▸ **SET EXERCISE**
Output every entry exactly, from the first line to the last.

▸ **Object pointing dataset rows**
════════════════════
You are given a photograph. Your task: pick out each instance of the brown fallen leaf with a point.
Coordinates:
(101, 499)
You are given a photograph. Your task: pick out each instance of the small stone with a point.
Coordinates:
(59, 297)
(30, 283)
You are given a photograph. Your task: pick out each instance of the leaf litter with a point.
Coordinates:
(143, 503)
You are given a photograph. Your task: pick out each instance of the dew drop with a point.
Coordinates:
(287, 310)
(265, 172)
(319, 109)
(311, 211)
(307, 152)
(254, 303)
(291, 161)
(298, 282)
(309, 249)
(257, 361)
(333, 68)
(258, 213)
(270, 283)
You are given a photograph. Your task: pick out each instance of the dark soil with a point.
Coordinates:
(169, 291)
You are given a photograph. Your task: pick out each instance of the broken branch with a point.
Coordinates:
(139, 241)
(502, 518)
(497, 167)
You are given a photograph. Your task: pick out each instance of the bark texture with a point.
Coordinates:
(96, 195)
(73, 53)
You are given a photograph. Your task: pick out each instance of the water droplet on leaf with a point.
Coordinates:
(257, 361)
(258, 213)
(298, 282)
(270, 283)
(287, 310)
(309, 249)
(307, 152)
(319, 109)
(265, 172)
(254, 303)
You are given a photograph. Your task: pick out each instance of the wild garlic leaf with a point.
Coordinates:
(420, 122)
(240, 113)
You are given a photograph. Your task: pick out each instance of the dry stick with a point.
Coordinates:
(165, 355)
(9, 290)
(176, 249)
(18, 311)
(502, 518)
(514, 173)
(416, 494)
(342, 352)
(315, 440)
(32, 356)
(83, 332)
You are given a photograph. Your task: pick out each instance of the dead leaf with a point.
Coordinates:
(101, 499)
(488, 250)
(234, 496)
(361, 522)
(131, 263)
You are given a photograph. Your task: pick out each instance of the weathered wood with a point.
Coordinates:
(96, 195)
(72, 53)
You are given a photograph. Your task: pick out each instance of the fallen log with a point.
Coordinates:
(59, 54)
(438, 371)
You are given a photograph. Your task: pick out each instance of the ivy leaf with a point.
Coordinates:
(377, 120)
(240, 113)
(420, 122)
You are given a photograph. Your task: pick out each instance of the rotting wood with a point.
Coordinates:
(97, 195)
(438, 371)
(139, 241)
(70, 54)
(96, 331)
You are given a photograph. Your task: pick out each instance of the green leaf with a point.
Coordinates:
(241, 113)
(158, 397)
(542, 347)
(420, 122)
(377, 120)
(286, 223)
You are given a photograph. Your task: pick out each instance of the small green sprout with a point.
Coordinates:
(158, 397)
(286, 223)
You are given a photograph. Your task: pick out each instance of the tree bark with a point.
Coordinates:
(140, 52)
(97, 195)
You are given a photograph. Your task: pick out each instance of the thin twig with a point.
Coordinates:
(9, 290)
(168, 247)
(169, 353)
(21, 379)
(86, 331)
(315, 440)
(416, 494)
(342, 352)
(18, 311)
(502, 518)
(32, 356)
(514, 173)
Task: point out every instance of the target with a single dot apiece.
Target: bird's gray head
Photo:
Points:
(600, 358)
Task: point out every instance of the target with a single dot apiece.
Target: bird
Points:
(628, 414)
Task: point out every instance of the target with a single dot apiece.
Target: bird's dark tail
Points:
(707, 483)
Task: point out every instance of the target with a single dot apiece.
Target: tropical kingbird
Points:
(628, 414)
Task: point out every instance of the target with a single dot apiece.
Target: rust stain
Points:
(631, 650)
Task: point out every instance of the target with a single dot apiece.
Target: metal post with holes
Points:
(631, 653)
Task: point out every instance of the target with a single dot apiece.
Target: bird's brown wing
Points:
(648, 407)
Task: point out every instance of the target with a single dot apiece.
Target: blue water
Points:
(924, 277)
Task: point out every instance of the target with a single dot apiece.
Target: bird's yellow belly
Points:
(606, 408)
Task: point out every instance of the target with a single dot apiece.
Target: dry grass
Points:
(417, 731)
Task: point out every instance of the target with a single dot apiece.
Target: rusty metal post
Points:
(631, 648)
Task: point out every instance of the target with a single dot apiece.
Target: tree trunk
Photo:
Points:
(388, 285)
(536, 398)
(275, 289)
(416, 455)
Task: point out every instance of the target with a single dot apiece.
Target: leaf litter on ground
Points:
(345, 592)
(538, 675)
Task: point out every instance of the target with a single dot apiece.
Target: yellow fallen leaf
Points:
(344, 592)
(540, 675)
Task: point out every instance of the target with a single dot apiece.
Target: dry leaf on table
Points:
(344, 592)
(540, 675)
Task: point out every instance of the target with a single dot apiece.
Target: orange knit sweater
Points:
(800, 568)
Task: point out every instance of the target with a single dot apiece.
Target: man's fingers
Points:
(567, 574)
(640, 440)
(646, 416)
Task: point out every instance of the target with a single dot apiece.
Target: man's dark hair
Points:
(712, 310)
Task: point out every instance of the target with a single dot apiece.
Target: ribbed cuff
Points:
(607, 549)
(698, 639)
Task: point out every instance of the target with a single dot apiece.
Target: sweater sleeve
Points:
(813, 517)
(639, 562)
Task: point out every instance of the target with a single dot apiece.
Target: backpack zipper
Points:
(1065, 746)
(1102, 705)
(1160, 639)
════════════════════
▸ **EXPECTED OUTPUT**
You are given a photograph. Your task: pick out each instance of the brown fallen leaf with a point.
Coordinates:
(101, 499)
You are given a photograph. Your task: pick out each instance of the small stone with a point.
Coordinates:
(59, 297)
(30, 283)
You are given a photograph. Your task: pick out each instance of the leaf litter with a point.
Coordinates:
(143, 503)
You are given a photograph. Your task: pick out each instance of the dew drop with a point.
Coordinates:
(287, 310)
(265, 172)
(319, 109)
(311, 211)
(307, 152)
(254, 303)
(291, 161)
(298, 282)
(309, 249)
(257, 361)
(333, 68)
(258, 213)
(270, 283)
You are given a photograph. Your task: pick out each instance of the dark soil with a point.
Coordinates:
(169, 291)
You are given a photograph. Your task: pick out each instance of the broken branch with a point.
Coordinates:
(139, 241)
(502, 518)
(497, 167)
You are given a photograph. Your task: pick out each instance of the bark texture with a point.
Coordinates:
(96, 195)
(73, 53)
You are given a photograph. Your task: pick out each instance of the water droplet on leaf with a point.
Coordinates:
(257, 361)
(258, 213)
(298, 282)
(270, 283)
(287, 310)
(309, 249)
(307, 152)
(319, 109)
(265, 172)
(254, 303)
You are given a photograph. Your task: pick out each instance of the wild garlic leaf with a point.
Coordinates:
(420, 122)
(240, 113)
You are given a photograph. Your task: pick out each instance of the dry stick with a point.
Coordinates:
(165, 355)
(9, 290)
(176, 249)
(18, 311)
(502, 518)
(514, 173)
(416, 494)
(342, 352)
(315, 440)
(32, 356)
(83, 332)
You are given a photograph. Your task: pick out each instance of the dead leaf with a point.
Coordinates:
(101, 499)
(488, 250)
(234, 496)
(361, 522)
(131, 263)
You are given a photograph. Your task: pick out each instance of the weathered wood with a point.
Coordinates:
(96, 195)
(72, 53)
You are given a photograph. Your task: pick out each instance of the fallen log with a point.
Coordinates:
(59, 54)
(438, 371)
You are given a photograph. Your task: pick out each instance of the ivy leaf with a point.
Coordinates:
(377, 120)
(240, 113)
(420, 122)
You are given a photograph. Your task: pick out each instance of the rotting wood with a point.
Coordinates:
(97, 195)
(438, 371)
(139, 241)
(70, 54)
(96, 331)
You are given a photograph. Your task: pick out each instance of the green leaf with a point.
Coordinates:
(241, 113)
(158, 397)
(542, 347)
(420, 122)
(377, 120)
(286, 223)
You are given a photograph. Your task: pick out each instance of the small green sprout with a point.
Coordinates:
(158, 397)
(286, 223)
You are given a photograph. Your task: pick out each instance of the tree bark with a point.
Coordinates:
(140, 52)
(97, 195)
You are given a photograph. Your task: pick out each instance of the thin twig with a point.
Coordinates:
(9, 290)
(168, 247)
(169, 353)
(21, 379)
(86, 331)
(315, 440)
(416, 494)
(342, 352)
(18, 311)
(502, 518)
(32, 356)
(514, 173)
Task: point out every instance of the target with a single dot apiece.
Target: bird's gray head
Photo:
Points:
(600, 358)
Task: point out every instance of the target with a single dot apiece.
Target: bird
Points:
(628, 414)
Task: point out every instance of the target with a single dot apiece.
Target: bird's dark tail
Points:
(707, 483)
Task: point out every instance of the target with a single dot apiece.
Target: tropical kingbird
Points:
(628, 414)
Task: point out every instance of the target with a single dot apiece.
Target: rust stain
Points:
(631, 650)
Task: point out every instance of the target with a single dot apiece.
Target: metal post with holes
Points:
(631, 653)
Task: point out every instance of the target with a single dot apiece.
Target: bird's brown wing
Points:
(648, 407)
Task: point out every instance of the target with a single dot apiece.
Target: blue water
Points:
(924, 277)
Task: point out every instance of the target with a single dot apiece.
Target: bird's yellow belly
Points:
(606, 408)
Task: point out every instance of the target with a single dot apiece.
Target: dry grass
Points:
(417, 731)
Task: point out every instance of the target with a single dot apiece.
Target: rusty metal post
Points:
(631, 648)
Task: point out every instance of the target with a single dot apiece.
Target: tree trunk
Photo:
Points:
(388, 285)
(536, 398)
(275, 289)
(416, 455)
Task: point out every instance of the target with a single dot apiece.
Target: leaf litter on ground
Points:
(345, 592)
(538, 675)
Task: point out every instance of the target with a single dot apiece.
Target: yellow fallen leaf
Points:
(344, 592)
(540, 675)
Task: point out every instance of the target with a single dot apiece.
Target: dry leaf on table
Points:
(344, 592)
(540, 675)
Task: point out every instance of the target with a single dot apiece.
Target: orange knit sweater
Points:
(800, 568)
Task: point out every instance of the target with a single dot apiece.
Target: man's fingers
Points:
(567, 574)
(640, 440)
(646, 416)
Task: point out every instance of the target with a single dot apiece.
Target: man's dark hair
Points:
(712, 310)
Task: point out every instance of the target with a single dot apiece.
Target: ribbed cuff
Points:
(607, 549)
(698, 639)
Task: point out every instance of the target with a single dot apiece.
Target: sweater sleeve
Points:
(813, 517)
(639, 562)
Task: point out every instance of the target with a single dot apiece.
Target: backpack zipper
Points:
(1065, 746)
(1102, 705)
(1160, 639)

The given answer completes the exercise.